§ **Stated exercise**: Render every line of the records below as a Markdown table with two columns, Row and Line. Number each row and leave out blank lines.

§ **Given information**:

######

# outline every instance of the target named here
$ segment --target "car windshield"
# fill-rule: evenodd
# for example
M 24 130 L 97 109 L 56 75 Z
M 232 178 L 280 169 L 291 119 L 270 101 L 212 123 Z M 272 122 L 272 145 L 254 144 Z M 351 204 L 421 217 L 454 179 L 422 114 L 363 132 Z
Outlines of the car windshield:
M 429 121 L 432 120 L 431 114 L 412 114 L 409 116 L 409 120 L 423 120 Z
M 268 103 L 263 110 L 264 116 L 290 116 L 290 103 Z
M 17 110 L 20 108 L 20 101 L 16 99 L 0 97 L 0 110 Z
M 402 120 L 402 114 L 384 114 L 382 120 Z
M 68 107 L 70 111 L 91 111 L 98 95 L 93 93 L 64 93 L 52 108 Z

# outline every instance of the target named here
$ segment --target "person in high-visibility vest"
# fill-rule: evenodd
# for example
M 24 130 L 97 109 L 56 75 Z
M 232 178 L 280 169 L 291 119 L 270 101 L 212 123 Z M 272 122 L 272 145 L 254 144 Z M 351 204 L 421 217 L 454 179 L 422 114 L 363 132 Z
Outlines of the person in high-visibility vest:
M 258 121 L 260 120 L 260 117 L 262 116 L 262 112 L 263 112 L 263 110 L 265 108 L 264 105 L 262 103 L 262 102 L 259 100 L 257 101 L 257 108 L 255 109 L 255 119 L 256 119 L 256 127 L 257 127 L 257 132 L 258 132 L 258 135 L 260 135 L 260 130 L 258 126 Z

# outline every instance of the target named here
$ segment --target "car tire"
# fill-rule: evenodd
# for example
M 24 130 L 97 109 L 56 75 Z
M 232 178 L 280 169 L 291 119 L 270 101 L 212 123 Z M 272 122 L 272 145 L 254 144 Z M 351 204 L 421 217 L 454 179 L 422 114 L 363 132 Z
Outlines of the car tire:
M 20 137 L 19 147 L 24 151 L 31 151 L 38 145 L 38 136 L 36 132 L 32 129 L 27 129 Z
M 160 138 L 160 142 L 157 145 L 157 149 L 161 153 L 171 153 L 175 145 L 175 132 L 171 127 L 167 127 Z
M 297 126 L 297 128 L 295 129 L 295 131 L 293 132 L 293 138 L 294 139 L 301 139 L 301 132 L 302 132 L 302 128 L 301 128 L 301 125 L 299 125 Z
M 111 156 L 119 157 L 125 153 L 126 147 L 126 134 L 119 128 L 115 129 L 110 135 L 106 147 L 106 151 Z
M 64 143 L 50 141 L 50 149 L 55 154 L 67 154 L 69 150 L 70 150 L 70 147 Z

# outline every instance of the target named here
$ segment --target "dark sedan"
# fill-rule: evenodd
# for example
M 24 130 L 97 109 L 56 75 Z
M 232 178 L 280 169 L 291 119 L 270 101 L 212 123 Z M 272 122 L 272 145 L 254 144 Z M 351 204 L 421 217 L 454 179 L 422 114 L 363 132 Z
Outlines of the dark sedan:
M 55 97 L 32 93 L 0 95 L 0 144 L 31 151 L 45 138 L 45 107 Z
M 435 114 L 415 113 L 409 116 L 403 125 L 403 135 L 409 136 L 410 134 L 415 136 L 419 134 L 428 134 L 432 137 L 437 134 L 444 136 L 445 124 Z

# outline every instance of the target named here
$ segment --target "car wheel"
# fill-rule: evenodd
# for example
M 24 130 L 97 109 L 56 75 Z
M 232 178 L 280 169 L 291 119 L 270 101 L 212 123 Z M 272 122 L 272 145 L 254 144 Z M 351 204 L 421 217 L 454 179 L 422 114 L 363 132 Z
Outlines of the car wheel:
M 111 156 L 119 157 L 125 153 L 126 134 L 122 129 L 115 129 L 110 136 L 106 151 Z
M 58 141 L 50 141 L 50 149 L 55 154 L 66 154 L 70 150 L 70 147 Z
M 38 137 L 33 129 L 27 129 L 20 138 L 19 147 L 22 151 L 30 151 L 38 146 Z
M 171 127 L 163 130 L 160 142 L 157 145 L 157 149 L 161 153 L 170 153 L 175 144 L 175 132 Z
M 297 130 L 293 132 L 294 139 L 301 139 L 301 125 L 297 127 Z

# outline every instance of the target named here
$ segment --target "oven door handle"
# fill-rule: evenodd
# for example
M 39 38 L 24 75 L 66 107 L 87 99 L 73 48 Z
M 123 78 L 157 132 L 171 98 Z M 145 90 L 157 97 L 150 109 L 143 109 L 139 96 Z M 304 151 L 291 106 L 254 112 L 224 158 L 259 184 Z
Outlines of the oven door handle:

######

§ **Output of the exercise**:
| Row | Line |
|---|---|
| 1 | # outline every instance of the target named here |
| 2 | $ segment --target "car windshield" |
| 3 | # fill-rule: evenodd |
| 4 | # for example |
| 5 | M 24 130 L 97 109 L 56 75 Z |
| 6 | M 232 178 L 280 169 L 291 119 L 270 101 L 212 123 Z M 272 122 L 272 145 L 254 144 Z M 351 204 L 421 217 L 454 179 L 422 114 L 363 132 Z |
| 7 | Outlines of the car windshield: |
| 8 | M 429 121 L 432 120 L 431 114 L 412 114 L 409 116 L 409 120 L 423 120 Z |
| 9 | M 268 103 L 263 110 L 264 116 L 290 116 L 290 103 Z |
| 10 | M 17 110 L 20 108 L 20 101 L 16 99 L 0 97 L 0 110 Z |
| 11 | M 402 120 L 402 114 L 384 114 L 382 120 Z |
| 12 | M 68 107 L 70 111 L 91 111 L 98 95 L 93 93 L 64 93 L 52 108 Z |
| 13 | # outline every instance of the target named here |
| 14 | $ segment --target "person in high-visibility vest" |
| 15 | # fill-rule: evenodd |
| 16 | # for example |
| 17 | M 24 130 L 97 109 L 56 75 Z |
| 18 | M 232 178 L 280 169 L 291 119 L 270 101 L 212 123 Z M 272 122 L 272 145 L 254 144 Z M 351 204 L 421 217 L 454 179 L 422 114 L 363 132 Z |
| 19 | Outlines of the person in high-visibility vest: |
| 20 | M 258 121 L 260 120 L 260 117 L 262 116 L 262 112 L 263 112 L 263 110 L 265 108 L 264 105 L 262 103 L 262 102 L 259 100 L 257 101 L 257 108 L 255 109 L 255 119 L 256 119 L 256 127 L 257 127 L 257 132 L 258 132 L 258 135 L 260 135 L 260 130 L 258 126 Z |
| 21 | # outline every instance of the target named here |
| 22 | $ segment --target "car tire" |
| 23 | # fill-rule: evenodd |
| 24 | # for example |
| 25 | M 24 130 L 97 109 L 56 75 Z |
| 26 | M 232 178 L 280 169 L 291 119 L 270 101 L 212 123 Z M 272 122 L 272 145 L 254 144 Z M 351 204 L 421 217 L 454 179 L 422 114 L 363 132 Z |
| 27 | Outlines of the car tire: |
| 28 | M 20 137 L 19 147 L 24 151 L 31 151 L 38 145 L 38 136 L 36 132 L 32 129 L 27 129 Z |
| 29 | M 160 138 L 160 142 L 157 145 L 157 149 L 161 153 L 171 153 L 175 145 L 175 132 L 171 127 L 167 127 Z |
| 30 | M 297 126 L 297 128 L 295 129 L 295 131 L 293 132 L 293 138 L 294 139 L 301 139 L 301 132 L 302 132 L 302 128 L 301 128 L 301 125 L 299 125 Z |
| 31 | M 111 156 L 119 157 L 125 153 L 126 147 L 126 134 L 119 128 L 115 129 L 110 135 L 106 147 L 106 151 Z |
| 32 | M 64 143 L 50 141 L 50 149 L 55 154 L 67 154 L 69 150 L 70 150 L 70 147 Z |
| 33 | # outline every instance of the target named here |
| 34 | $ segment --target "dark sedan" |
| 35 | # fill-rule: evenodd |
| 36 | # for example |
| 37 | M 24 130 L 97 109 L 56 75 Z |
| 38 | M 232 178 L 280 169 L 291 119 L 270 101 L 212 123 Z M 272 122 L 272 145 L 254 144 Z M 351 204 L 421 217 L 454 179 L 422 114 L 363 132 Z |
| 39 | Outlines of the dark sedan: |
| 40 | M 55 97 L 32 93 L 0 95 L 0 144 L 31 151 L 45 138 L 45 107 Z |
| 41 | M 435 114 L 415 113 L 409 116 L 403 125 L 403 135 L 409 136 L 410 134 L 415 136 L 419 134 L 428 134 L 432 137 L 437 134 L 444 136 L 445 124 Z |
| 42 | # outline every instance of the target named here |
| 43 | $ segment --target "car wheel" |
| 44 | # fill-rule: evenodd |
| 45 | # for example |
| 46 | M 24 130 L 97 109 L 56 75 Z |
| 47 | M 232 178 L 280 169 L 291 119 L 270 101 L 212 123 Z M 272 122 L 272 145 L 254 144 Z M 351 204 L 421 217 L 454 179 L 422 114 L 363 132 Z |
| 48 | Outlines of the car wheel: |
| 49 | M 111 156 L 119 157 L 125 153 L 126 134 L 122 129 L 115 129 L 110 136 L 106 151 Z |
| 50 | M 58 141 L 50 141 L 50 149 L 55 154 L 66 154 L 70 150 L 70 147 Z |
| 51 | M 38 137 L 33 129 L 27 129 L 20 138 L 19 147 L 22 151 L 30 151 L 38 146 Z |
| 52 | M 171 127 L 163 130 L 160 142 L 157 145 L 157 149 L 161 153 L 170 153 L 175 144 L 175 132 Z |
| 53 | M 297 130 L 293 132 L 294 139 L 301 139 L 301 125 L 297 127 Z |
| 54 | # outline every instance of the target named here |
| 55 | $ segment --target "oven door handle" |
| 56 | # fill-rule: evenodd |
| 57 | # for example |
| 58 | M 39 38 L 24 75 L 66 107 L 87 99 L 73 48 Z |
| 59 | M 123 78 L 157 132 L 171 98 Z M 145 90 L 157 97 L 150 109 L 143 109 L 139 96 Z M 304 151 L 291 106 L 254 112 L 224 158 L 259 184 Z |
| 60 | Outlines of the oven door handle: |